The response must restate all of the data word for word.

__________

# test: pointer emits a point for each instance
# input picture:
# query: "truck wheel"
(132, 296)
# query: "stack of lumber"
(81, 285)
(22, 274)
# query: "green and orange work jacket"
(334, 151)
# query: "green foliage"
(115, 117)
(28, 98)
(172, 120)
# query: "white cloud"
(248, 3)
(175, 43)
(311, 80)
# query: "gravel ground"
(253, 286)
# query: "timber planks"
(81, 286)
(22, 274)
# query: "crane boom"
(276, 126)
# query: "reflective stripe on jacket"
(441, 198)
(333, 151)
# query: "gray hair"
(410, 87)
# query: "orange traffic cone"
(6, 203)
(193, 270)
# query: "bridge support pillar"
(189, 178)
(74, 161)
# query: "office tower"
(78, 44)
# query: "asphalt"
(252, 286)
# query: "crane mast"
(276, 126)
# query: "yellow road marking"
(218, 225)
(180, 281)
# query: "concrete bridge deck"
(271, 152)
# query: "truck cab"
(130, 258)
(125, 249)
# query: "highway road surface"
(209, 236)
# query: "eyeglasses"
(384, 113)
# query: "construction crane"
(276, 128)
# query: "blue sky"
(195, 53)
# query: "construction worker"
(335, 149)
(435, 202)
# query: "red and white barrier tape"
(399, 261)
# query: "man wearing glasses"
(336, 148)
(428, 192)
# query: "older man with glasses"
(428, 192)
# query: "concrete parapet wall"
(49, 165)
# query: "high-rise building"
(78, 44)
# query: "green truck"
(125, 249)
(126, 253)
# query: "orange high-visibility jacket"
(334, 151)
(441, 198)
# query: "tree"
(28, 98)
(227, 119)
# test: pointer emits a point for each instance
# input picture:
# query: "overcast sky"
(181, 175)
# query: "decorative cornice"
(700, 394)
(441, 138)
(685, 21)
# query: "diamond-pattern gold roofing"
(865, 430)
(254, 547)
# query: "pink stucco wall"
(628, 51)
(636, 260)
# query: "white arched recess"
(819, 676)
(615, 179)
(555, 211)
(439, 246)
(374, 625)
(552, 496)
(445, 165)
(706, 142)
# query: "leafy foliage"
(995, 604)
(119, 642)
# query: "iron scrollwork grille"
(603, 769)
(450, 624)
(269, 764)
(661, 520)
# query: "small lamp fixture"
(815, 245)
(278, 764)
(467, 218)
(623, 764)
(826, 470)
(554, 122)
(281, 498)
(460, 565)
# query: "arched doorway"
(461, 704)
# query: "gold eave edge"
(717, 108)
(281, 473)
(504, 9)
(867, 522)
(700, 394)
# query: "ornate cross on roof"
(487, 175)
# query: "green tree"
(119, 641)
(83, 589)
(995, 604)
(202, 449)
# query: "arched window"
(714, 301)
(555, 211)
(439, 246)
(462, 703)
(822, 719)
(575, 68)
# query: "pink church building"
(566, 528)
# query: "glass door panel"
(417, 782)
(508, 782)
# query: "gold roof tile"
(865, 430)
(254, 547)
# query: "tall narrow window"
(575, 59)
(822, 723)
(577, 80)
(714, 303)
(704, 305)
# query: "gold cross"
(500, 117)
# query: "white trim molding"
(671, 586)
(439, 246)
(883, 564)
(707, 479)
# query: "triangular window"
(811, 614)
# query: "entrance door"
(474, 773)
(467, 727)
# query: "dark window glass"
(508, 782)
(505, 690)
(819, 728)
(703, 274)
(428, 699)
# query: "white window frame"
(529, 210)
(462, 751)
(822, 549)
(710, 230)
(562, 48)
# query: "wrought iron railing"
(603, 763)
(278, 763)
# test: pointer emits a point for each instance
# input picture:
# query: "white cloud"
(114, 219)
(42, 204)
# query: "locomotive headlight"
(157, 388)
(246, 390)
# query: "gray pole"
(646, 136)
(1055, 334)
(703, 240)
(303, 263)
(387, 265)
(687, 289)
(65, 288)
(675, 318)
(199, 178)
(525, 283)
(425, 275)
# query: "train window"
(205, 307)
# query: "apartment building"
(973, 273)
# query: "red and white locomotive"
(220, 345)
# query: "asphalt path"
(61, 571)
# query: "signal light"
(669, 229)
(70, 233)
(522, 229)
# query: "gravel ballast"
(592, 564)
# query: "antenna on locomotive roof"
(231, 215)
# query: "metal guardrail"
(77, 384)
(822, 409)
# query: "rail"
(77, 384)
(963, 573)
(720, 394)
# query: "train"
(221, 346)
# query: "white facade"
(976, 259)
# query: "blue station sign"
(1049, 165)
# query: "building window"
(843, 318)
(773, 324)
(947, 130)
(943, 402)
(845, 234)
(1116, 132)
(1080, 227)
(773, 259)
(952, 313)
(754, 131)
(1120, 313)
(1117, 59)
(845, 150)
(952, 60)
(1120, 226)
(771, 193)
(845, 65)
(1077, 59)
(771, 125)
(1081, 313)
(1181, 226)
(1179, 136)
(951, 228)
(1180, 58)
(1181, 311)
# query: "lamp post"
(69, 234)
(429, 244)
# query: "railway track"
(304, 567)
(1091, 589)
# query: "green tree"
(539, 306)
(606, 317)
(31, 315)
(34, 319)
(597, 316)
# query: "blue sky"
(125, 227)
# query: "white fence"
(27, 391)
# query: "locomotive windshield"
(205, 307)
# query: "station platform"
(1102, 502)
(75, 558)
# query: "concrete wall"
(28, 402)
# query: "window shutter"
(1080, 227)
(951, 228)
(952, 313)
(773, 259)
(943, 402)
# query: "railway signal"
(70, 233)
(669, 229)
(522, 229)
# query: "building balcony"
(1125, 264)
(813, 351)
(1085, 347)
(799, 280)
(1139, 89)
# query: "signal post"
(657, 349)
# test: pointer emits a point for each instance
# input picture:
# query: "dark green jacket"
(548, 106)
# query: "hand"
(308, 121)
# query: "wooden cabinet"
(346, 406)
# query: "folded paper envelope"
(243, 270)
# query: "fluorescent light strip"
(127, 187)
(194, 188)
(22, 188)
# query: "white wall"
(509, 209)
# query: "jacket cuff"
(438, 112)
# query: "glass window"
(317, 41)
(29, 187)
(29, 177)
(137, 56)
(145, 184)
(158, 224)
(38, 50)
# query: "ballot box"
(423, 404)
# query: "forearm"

__________

> _Finished exercise_:
# test: pointer emits a point for each instance
# input picture:
# query: "truck wheel"
(132, 296)
# query: "stack of lumber"
(81, 285)
(22, 274)
# query: "green and orange work jacket"
(334, 151)
# query: "green foliage"
(115, 117)
(28, 98)
(172, 120)
# query: "white cloud"
(248, 3)
(175, 43)
(311, 80)
# query: "gravel ground"
(253, 286)
# query: "timber planks"
(81, 286)
(22, 274)
# query: "crane boom"
(276, 126)
# query: "reflective stripe on jacket"
(441, 198)
(333, 151)
# query: "gray hair"
(410, 87)
# query: "orange traffic cone"
(6, 203)
(193, 270)
# query: "bridge support pillar"
(189, 178)
(74, 161)
# query: "office tower"
(78, 44)
# query: "asphalt"
(252, 286)
# query: "crane mast"
(276, 126)
# query: "yellow road marking"
(218, 225)
(180, 281)
# query: "concrete bridge deck"
(271, 152)
# query: "truck cab"
(130, 258)
(125, 249)
# query: "highway road surface"
(209, 236)
# query: "eyeglasses"
(384, 113)
# query: "construction crane"
(276, 128)
# query: "blue sky"
(195, 53)
# query: "construction worker"
(335, 149)
(435, 202)
# query: "red and white barrier tape"
(399, 261)
# query: "man wearing glasses"
(336, 148)
(428, 192)
# query: "older man with glasses"
(428, 192)
# query: "concrete parapet wall"
(49, 165)
# query: "high-rise building"
(78, 44)
# query: "green truck"
(125, 249)
(126, 253)
# query: "orange high-visibility jacket"
(334, 151)
(441, 198)
# query: "tree"
(28, 98)
(227, 119)
# test: pointer emits a point for each instance
# input picture:
# query: "overcast sky"
(181, 175)
# query: "decorative cornice"
(700, 394)
(441, 138)
(685, 21)
# query: "diamond-pattern gold roofing"
(865, 430)
(254, 547)
# query: "pink stucco wall"
(628, 51)
(636, 260)
# query: "white arched recess"
(819, 676)
(615, 179)
(555, 211)
(439, 246)
(374, 625)
(552, 496)
(445, 165)
(706, 142)
# query: "leafy foliage"
(995, 604)
(119, 642)
# query: "iron scrollwork grille"
(603, 769)
(450, 624)
(269, 764)
(661, 520)
# query: "small lamp fixture"
(815, 245)
(278, 764)
(467, 218)
(623, 764)
(826, 470)
(554, 122)
(281, 498)
(460, 565)
# query: "arched doorway"
(461, 704)
# query: "gold eave edge"
(717, 108)
(281, 473)
(504, 9)
(867, 522)
(700, 394)
# query: "ornate cross on roof"
(487, 175)
# query: "green tree"
(119, 641)
(83, 589)
(995, 604)
(202, 449)
# query: "arched window"
(714, 301)
(555, 211)
(439, 246)
(462, 703)
(822, 719)
(575, 68)
# query: "pink church building"
(566, 528)
# query: "glass door panel"
(417, 782)
(508, 782)
# query: "gold roof tile"
(865, 430)
(254, 547)
# query: "tall narrow window"
(575, 59)
(822, 723)
(577, 80)
(714, 303)
(704, 305)
# query: "gold cross"
(500, 117)
# query: "white trim molding"
(671, 586)
(439, 246)
(883, 564)
(707, 479)
# query: "triangular window"
(811, 614)
# query: "entrance door"
(474, 773)
(467, 727)
# query: "dark window glass"
(508, 782)
(505, 690)
(819, 728)
(703, 274)
(428, 699)
# query: "white window frame"
(529, 210)
(462, 751)
(822, 549)
(710, 230)
(562, 48)
# query: "wrought iron railing"
(603, 763)
(278, 763)
# test: pointer emits a point for each instance
# input picture:
# query: "white cloud"
(114, 219)
(42, 204)
# query: "locomotive headlight"
(157, 388)
(246, 390)
# query: "gray pole"
(646, 136)
(1055, 334)
(703, 240)
(303, 263)
(387, 265)
(687, 289)
(65, 288)
(675, 318)
(199, 178)
(525, 283)
(425, 275)
# query: "train window"
(205, 307)
# query: "apartment building"
(973, 273)
# query: "red and white locomotive"
(220, 345)
# query: "asphalt path"
(61, 571)
# query: "signal light"
(669, 229)
(70, 233)
(522, 229)
# query: "gravel ballast"
(592, 564)
# query: "antenna on locomotive roof"
(231, 215)
# query: "metal guardrail"
(77, 384)
(822, 409)
# query: "rail"
(77, 384)
(963, 573)
(720, 394)
# query: "train"
(221, 346)
# query: "white facade"
(976, 259)
# query: "blue station sign"
(1049, 165)
# query: "building window"
(843, 318)
(773, 324)
(947, 130)
(943, 402)
(845, 234)
(1116, 132)
(1080, 227)
(773, 259)
(952, 313)
(754, 131)
(1120, 313)
(1117, 59)
(845, 150)
(952, 60)
(1120, 226)
(771, 193)
(845, 65)
(1077, 59)
(771, 125)
(1081, 313)
(1181, 226)
(1179, 136)
(951, 228)
(1180, 58)
(1181, 311)
# query: "lamp post"
(69, 234)
(429, 244)
# query: "railway track"
(304, 567)
(1091, 589)
# query: "green tree"
(539, 306)
(606, 317)
(31, 315)
(34, 319)
(597, 316)
# query: "blue sky"
(125, 227)
# query: "white fence"
(27, 391)
# query: "locomotive windshield"
(205, 307)
# query: "station platform"
(1102, 502)
(75, 558)
# query: "concrete wall"
(28, 402)
# query: "window shutter"
(1080, 227)
(951, 228)
(952, 313)
(773, 259)
(943, 402)
# query: "railway signal"
(70, 233)
(669, 229)
(522, 229)
# query: "building balcony"
(1125, 264)
(813, 351)
(1085, 347)
(799, 280)
(1139, 89)
# query: "signal post"
(657, 349)
# test: pointer emits a point for each instance
# input picture:
# query: "dark green jacket"
(548, 106)
# query: "hand"
(308, 121)
# query: "wooden cabinet"
(346, 406)
# query: "folded paper envelope"
(243, 270)
# query: "fluorescent light strip"
(127, 187)
(194, 188)
(22, 188)
# query: "white wall"
(509, 209)
# query: "jacket cuff"
(438, 112)
# query: "glass window"
(317, 41)
(29, 187)
(29, 177)
(137, 56)
(145, 184)
(158, 224)
(38, 50)
# query: "ballot box"
(423, 404)
# query: "forearm"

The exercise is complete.